───── Estratto del documento ─────

Quasi 10 anni fa, tra il 7 e l’8 agosto del 2008, la Georgia invase con le sue truppe l’Ossezia del Sud, una regione autonoma del suo territorio che confina a nord con la Russia e che da tempo rivendica il riconoscimento della sua indipendenza. L’esercito della Federazione Russa rispose con un intervento militare rapidissimo e in una settimana sconfisse le truppe georgiane respingendole fino quasi alle porte della capitale Tbilisi. Il cessate il fuoco fu firmato il 15 agosto 2008. Gli accordi impegnavano la Russia a ritirarsi dal territorio georgiano e la Georgia a rinunciare all’uso della forza contro l’Ossezia e l’Abcasia. Ma subito dopo la firma la Russia proclamò unilateralmente una zona cuscinetto attorno alle due repubbliche e il ritiro delle sue truppe non fu mai completato. Da allora i rapporti tra i due paesi sono rimasti sempre molto tesi.

───── Elenco dati ─────

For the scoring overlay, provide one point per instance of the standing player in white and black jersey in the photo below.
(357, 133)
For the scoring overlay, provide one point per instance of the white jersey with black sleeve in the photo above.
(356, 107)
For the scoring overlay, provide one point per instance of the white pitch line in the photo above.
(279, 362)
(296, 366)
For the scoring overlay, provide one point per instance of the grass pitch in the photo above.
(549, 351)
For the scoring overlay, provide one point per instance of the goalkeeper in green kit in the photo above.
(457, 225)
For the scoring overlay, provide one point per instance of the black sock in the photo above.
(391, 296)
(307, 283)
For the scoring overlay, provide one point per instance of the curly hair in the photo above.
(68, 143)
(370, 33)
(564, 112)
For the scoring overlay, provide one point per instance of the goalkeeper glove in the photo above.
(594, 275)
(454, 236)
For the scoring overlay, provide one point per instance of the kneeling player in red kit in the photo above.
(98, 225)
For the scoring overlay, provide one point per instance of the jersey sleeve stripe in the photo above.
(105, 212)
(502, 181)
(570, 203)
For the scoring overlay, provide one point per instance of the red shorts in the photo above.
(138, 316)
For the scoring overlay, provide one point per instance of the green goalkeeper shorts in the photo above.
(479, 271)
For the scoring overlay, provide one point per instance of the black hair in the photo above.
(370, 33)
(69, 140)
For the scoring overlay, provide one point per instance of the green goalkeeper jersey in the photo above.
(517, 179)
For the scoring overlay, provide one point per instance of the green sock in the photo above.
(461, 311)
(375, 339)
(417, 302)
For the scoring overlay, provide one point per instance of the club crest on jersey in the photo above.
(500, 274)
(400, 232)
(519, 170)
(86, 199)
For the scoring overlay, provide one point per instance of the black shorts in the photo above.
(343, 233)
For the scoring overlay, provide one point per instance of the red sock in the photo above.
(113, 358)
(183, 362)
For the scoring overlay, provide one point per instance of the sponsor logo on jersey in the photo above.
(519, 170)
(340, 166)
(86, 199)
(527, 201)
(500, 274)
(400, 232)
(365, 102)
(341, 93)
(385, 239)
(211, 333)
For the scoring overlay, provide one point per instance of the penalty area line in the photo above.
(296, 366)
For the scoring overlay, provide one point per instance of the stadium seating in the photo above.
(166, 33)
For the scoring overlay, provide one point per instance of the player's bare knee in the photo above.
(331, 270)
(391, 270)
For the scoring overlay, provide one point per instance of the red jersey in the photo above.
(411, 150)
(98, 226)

─────
───── Elenco dati ─────

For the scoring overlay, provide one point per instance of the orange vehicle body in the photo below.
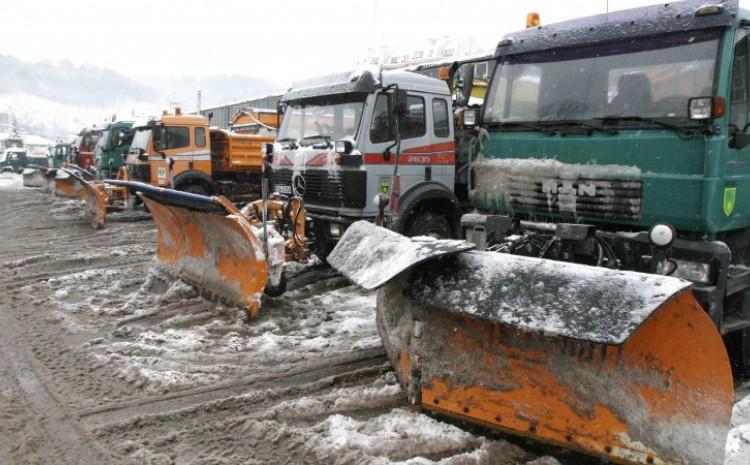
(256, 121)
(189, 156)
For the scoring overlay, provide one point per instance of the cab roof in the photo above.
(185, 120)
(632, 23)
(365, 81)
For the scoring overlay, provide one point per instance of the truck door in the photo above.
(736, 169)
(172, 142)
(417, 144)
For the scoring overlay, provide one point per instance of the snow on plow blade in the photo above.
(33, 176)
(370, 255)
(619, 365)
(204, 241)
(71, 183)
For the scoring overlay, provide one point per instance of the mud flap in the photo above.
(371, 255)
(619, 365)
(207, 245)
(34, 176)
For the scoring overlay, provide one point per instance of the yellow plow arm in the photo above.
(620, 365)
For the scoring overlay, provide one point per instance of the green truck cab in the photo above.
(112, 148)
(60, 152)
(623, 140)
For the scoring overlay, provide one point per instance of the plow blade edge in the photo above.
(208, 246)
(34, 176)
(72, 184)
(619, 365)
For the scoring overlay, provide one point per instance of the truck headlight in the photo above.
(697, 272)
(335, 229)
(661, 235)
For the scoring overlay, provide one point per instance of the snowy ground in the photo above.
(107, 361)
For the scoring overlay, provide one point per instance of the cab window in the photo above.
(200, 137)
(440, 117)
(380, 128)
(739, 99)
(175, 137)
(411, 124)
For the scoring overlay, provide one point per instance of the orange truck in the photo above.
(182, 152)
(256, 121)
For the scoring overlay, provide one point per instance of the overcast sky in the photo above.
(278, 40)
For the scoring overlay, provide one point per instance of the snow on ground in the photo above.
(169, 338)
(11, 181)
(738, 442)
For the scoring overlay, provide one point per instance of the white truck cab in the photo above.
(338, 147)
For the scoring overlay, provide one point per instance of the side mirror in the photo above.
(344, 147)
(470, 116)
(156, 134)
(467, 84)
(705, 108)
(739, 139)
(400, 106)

─────

Attività proposte:
**1.** Rispondi alle domande seguenti sul brano relativo al conflitto del 2008 in Ossezia del Sud.
(a) In quale data venne firmato il cessate il fuoco?
(b) Con quale paese confina a nord l'Ossezia del Sud?
(c) Che cosa proclamò unilateralmente la Russia subito dopo la firma?
**2.** Modifica il brano sul conflitto del 2008 in Ossezia del Sud, da "Quasi 10 anni" fino a "sempre molto tesi.". Riportalo per intero con "rapidissimo" sostituito da "fulmineo".

Soluzioni proposte:
**1.**
(a) Il 15 agosto 2008.
(b) Con la Russia.
(c) Una zona cuscinetto attorno alle due repubbliche.

**2.**
Quasi 10 anni fa, tra il 7 e l’8 agosto del 2008, la Georgia invase con le sue truppe l’Ossezia del Sud, una regione autonoma del suo territorio che confina a nord con la Russia e che da tempo rivendica il riconoscimento della sua indipendenza. L’esercito della Federazione Russa rispose con un intervento militare fulmineo e in una settimana sconfisse le truppe georgiane respingendole fino quasi alle porte della capitale Tbilisi. Il cessate il fuoco fu firmato il 15 agosto 2008. Gli accordi impegnavano la Russia a ritirarsi dal territorio georgiano e la Georgia a rinunciare all’uso della forza contro l’Ossezia e l’Abcasia. Ma subito dopo la firma la Russia proclamò unilateralmente una zona cuscinetto attorno alle due repubbliche e il ritiro delle sue truppe non fu mai completato. Da allora i rapporti tra i due paesi sono rimasti sempre molto tesi.